-- begin --
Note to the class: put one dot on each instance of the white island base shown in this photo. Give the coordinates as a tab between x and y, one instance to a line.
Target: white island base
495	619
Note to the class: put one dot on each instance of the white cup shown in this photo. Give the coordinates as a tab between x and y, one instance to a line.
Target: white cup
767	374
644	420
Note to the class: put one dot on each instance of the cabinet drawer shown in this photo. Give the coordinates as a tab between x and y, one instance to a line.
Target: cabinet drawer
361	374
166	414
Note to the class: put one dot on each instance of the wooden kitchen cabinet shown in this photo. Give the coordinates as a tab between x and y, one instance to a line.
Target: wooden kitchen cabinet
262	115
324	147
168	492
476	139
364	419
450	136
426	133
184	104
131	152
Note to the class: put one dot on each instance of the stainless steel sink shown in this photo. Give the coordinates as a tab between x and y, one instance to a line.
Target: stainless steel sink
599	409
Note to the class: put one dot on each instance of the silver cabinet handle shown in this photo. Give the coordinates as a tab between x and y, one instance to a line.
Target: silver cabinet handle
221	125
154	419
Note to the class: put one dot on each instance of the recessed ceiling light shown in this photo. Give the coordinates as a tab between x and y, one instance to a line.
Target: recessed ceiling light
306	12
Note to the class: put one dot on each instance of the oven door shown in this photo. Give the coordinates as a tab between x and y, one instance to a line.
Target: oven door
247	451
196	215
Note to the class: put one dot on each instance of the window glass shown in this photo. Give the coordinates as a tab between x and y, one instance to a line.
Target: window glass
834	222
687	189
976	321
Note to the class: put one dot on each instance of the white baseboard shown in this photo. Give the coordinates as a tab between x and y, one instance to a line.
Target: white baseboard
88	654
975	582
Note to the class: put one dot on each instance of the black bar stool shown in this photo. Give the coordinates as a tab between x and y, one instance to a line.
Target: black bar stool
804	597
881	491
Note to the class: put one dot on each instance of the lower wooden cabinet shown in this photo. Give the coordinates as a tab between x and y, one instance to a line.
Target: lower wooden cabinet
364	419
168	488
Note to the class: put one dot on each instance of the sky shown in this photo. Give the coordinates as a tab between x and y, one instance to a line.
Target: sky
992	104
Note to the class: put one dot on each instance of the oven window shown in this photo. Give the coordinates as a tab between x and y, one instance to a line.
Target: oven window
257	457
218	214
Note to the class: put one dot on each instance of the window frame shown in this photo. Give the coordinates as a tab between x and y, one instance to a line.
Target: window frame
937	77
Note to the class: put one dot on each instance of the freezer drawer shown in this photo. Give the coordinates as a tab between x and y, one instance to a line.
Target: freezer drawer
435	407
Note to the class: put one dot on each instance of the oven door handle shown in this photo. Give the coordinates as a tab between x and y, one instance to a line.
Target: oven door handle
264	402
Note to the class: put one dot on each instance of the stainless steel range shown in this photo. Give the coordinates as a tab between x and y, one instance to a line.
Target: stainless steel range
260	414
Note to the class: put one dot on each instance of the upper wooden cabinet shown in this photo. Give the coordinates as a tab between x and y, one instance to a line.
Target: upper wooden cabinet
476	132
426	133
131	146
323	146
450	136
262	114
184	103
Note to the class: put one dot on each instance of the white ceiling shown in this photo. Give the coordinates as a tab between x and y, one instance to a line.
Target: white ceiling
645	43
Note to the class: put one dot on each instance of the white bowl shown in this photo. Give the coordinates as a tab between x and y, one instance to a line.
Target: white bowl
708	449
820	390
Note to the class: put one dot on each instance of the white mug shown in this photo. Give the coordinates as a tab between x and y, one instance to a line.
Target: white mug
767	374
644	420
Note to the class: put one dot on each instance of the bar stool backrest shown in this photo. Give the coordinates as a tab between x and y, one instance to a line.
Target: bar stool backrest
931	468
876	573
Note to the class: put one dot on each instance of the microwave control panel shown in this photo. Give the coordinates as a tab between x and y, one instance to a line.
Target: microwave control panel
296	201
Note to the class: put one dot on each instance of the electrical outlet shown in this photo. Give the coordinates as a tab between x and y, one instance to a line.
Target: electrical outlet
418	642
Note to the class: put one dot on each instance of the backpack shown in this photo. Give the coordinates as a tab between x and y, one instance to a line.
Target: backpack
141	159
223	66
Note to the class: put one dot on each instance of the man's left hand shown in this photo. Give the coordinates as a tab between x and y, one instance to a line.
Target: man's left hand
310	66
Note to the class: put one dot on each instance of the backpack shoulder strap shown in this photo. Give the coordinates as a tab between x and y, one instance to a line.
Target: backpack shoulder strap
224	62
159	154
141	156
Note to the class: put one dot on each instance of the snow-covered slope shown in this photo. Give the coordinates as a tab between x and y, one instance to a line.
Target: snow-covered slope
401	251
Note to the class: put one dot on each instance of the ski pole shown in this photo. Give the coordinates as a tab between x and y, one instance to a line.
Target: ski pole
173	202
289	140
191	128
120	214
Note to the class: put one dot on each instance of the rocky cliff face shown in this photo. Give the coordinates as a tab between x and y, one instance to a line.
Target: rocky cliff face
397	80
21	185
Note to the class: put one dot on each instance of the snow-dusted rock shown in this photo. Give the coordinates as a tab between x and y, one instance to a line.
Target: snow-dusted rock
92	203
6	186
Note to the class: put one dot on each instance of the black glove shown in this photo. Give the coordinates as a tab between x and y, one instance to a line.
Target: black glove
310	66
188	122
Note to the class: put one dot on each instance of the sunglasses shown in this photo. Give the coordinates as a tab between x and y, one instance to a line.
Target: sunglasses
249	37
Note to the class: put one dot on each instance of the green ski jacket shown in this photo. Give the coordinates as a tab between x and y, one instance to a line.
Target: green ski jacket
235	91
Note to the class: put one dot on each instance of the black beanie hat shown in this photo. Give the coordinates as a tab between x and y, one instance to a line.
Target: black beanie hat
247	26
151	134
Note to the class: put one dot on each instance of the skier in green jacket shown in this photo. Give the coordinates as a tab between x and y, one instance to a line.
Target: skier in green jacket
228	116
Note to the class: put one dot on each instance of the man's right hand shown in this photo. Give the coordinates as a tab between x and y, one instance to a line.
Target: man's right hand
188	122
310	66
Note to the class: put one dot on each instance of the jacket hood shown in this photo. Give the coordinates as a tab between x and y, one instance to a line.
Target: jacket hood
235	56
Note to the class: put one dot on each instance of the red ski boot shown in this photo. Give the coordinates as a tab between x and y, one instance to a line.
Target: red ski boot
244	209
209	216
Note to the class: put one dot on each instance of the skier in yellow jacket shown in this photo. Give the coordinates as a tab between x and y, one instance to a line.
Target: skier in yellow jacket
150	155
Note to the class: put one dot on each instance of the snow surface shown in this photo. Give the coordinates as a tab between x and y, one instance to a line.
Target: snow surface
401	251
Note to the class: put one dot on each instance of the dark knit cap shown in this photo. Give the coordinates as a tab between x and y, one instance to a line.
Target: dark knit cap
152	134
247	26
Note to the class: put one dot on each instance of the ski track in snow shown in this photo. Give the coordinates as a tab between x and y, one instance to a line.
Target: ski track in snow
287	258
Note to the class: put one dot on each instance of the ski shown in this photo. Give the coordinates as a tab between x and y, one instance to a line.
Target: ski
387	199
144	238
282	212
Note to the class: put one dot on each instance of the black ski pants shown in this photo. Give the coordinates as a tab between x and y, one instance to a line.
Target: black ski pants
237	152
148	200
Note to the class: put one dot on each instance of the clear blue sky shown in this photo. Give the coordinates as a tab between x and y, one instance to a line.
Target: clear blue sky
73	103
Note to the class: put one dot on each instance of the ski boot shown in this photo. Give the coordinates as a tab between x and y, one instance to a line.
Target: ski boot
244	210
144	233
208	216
-- end --
Please reproduce all of the entries exactly as they stand.

Note to the class: put one dot on each instance of the white island base shown in this photo. Give the coordinates as a tab between x and y, one instance to a line.
Target: white island base
495	619
Note to the class: put one dot on each instance of the white cup shown in this photo. Give the coordinates as a tab between x and y, one instance to a line.
Target: white cup
767	374
644	420
Note to the class: put one dot on each instance of the cabinet drawer shown in this photo. Give the coordinates as a tab between x and y, one instance to a line.
Target: cabinet drawer
361	374
166	414
Note to the class: put one dot on each instance of the wooden kitchen cabinet shown in this photo. Give the coordinates as a tab between x and y, one instance to a line.
Target: wooden kitchen cabinet
262	115
324	147
168	492
476	139
364	419
450	136
426	133
184	104
131	152
Note to the class: put one dot on each instance of the stainless steel sink shown in this photo. Give the coordinates as a tab between x and y, one instance to a line.
Target: stainless steel sink
599	409
Note to the class: put one dot on each instance of the silver cabinet handle shown in this photo. Give the coordinates as a tab between x and y, one instance to a line.
Target: silver cabinet handle
221	125
154	419
Note to the class: put one dot on each instance of the recessed ceiling light shown in this photo. Give the coordinates as a tab between x and y, one instance to a line.
Target: recessed ceiling light
306	12
Note to the class: put one dot on each instance of the oven door shown in this photo. Give the coordinates as a tab between x and y, one instance to a line.
Target: oven door
247	451
196	215
Note to the class: put one dot on each instance of the window glass shown in this photo. Give the coordinates as a tab between x and y, one instance to a line.
Target: window glass
834	222
687	189
976	321
Note to the class: put one dot on each instance of the white baseboard shown in this photo. Give the coordinates as a tab between x and y, one instance to a line.
Target: white baseboard
88	654
975	582
Note to the class: put one dot on each instance of the black bar stool shown in this photo. Give the coordinates as a tab between x and y, one instance to a line.
Target: black bar stool
804	597
881	491
Note to the class: put one dot on each instance of the lower wooden cabinet shown in this photo. Give the coordinates as a tab between x and y, one instance to a line.
Target: lower wooden cabinet
364	419
168	488
Note to the class: put one dot on each instance of the sky shown in this photo. Give the coordinates as a tab between x and y, one instance to a line.
Target: sky
992	104
Note to the class: put one dot on each instance of the oven window shown in this photo. Give the coordinates as a tab between x and y, one instance to a line.
Target: oven window
257	457
218	214
Note to the class: put one dot on each instance of the window frame shown in this photo. Give the coordinates as a tab between x and y, one instance to a line.
Target: window frame
937	77
Note to the class: put one dot on each instance of the freezer drawer shown in this photo. Give the coordinates as a tab between x and y, one instance to a line.
Target: freezer drawer
435	407
Note to the class: put one dot on each instance of the oven door handle shown in this photo. Give the coordinates as a tab between x and y, one instance to a line.
Target: oven door handle
264	402
Note to the class: put one dot on each instance of the stainless steel range shown in this photo. Give the coordinates as a tab between x and y, one instance to a line.
Target: stainless steel range
260	414
Note to the class: put one dot on each instance of the upper wooden cabinet shown in this photo. Give the coordinates as a tab between x and y, one instance to a line.
Target: upper wooden cabinet
476	132
426	133
131	146
323	146
450	136
262	114
184	103
Note to the class: put one dot on each instance of the white ceiling shown in this photo. Give the coordinates as a tab between x and y, one instance to a line.
Target: white ceiling
645	43
Note to the class: put one dot on each instance of the white bowl shown in this photo. Give the coordinates as a tab between x and y, one instance to a line.
Target: white bowl
708	449
820	390
Note to the class: put one dot on each instance of the white mug shown in this photo. Give the coordinates as a tab between x and y, one instance to a line.
Target: white mug
767	374
644	420
Note to the class: put one dot on each instance of the bar stool backrest shown in this photo. Give the coordinates as a tab between x and y, one instance to a line.
Target: bar stool backrest
931	468
876	573
Note to the class: put one dot on each instance of the microwave control panel shown in this photo. Give the coordinates as a tab between x and y, one instance to a line.
Target: microwave control panel
296	201
Note to the class: put one dot on each instance of the electrical outlet shown in this photo. Give the coordinates as a tab between x and y, one instance to a line.
Target: electrical outlet
418	642
Note to the class: put one dot on each instance of the backpack shown in this photo. Give the coordinates as a tab between x and y, one instance to a line.
Target: backpack
141	159
223	66
Note to the class: put one dot on each instance of the man's left hand shown in this photo. Give the coordinates as a tab between x and y, one instance to a line.
Target: man's left hand
310	66
Note to the class: put one dot on each instance of the backpack shoulder strap shown in this photo. Give the coordinates as a tab between x and y, one instance to a line.
Target: backpack shoulder strap
224	62
159	154
141	156
Note to the class: put one dot on each instance of the snow-covered slope shown in this photo. Give the coordinates as a tab between x and y, one instance to a line.
Target: snow-covered slope
401	251
Note to the class: put one dot on each instance of the ski pole shown in this photo. Give the coordinates as a tab between x and y, one instance to a line.
Target: ski pole
173	202
289	140
191	128
120	214
Note to the class: put one dot on each instance of the rocky cliff face shown in this photo. Give the coordinates as a tab between x and y, one instance to a line.
Target: rocky cliff face
397	80
21	185
Note to the class: put one dot on each instance of the snow-dusted rock shown in this photo. Give the coordinates as a tab between x and y, one instance to a line.
Target: snow-dusted rock
92	203
6	186
Note to the class: put one dot on each instance of the black glove shown in this photo. Give the coordinates as a tab between x and y, one instance to a line.
Target: black glove
310	66
188	122
Note to the class: put one dot on each instance of the sunglasses shown in this photo. Give the coordinates as a tab between x and y, one instance to a line.
Target: sunglasses
249	37
Note to the class: put one dot on each instance of the green ski jacket shown in this photo. Give the coordinates as a tab between x and y, one instance to a line.
Target: green ski jacket
235	91
Note to the class: put one dot on each instance of the black beanie hat shown in this photo. Give the coordinates as a tab between x and y, one instance to a line.
Target: black beanie hat
247	26
151	134
Note to the class: put one dot on each instance of the skier in green jacket shown in this photo. Give the coordinates as a tab between x and y, one instance to a line.
Target: skier in green jacket
228	116
Note to the class: put one dot on each instance of the man's right hand shown in this photo. Give the coordinates as a tab between x and y, one instance to a line.
Target: man's right hand
188	122
310	66
Note to the class: put one dot on each instance of the jacket hood shown in this photo. Give the coordinates as a tab between x and y, one instance to a line.
Target: jacket hood
235	56
Note to the class: put one dot on each instance of the red ski boot shown in this photo. Give the coordinates as a tab between x and y, one instance to a line.
Target: red ski boot
244	209
209	216
Note to the class: put one dot on each instance of the skier in yellow jacket shown in this photo. Give the coordinates as a tab between x and y, one instance to a line.
Target: skier in yellow jacket
150	155
Note to the class: put one dot on each instance of the snow surface shown in this photo. Give the coordinates as a tab between x and y, one instance to a line.
Target: snow surface
401	251
Note to the class: put one dot on each instance of the dark knit cap shown in this photo. Give the coordinates as a tab between x and y, one instance to a line.
Target: dark knit cap
152	134
247	26
Note to the class: put one dot on each instance of the ski track in snow shown in this photo. Give the coordinates as a tab between x and y, one instance to a line.
Target: ski track in snow
287	258
Note to the class: put one dot on each instance of the ski shown in this photo. Give the coordinates as a tab between x and y, one instance to a line.
Target: ski
387	199
144	238
282	212
Note to the class: put one dot on each instance of the black ski pants shown in this photo. Give the coordinates as a tab between x and y, one instance to a line.
Target: black ski pants
237	152
148	200
Note to the class: put one dot on each instance of the clear blue sky shown in this photo. Give the coordinates as a tab between x and y, one instance to a line.
Target: clear blue sky
73	103
Note to the class: put one dot on each instance of the ski boot shown in this photo. Give the coordinates as a tab between x and y, one instance to a line.
Target: ski boot
244	210
144	233
208	216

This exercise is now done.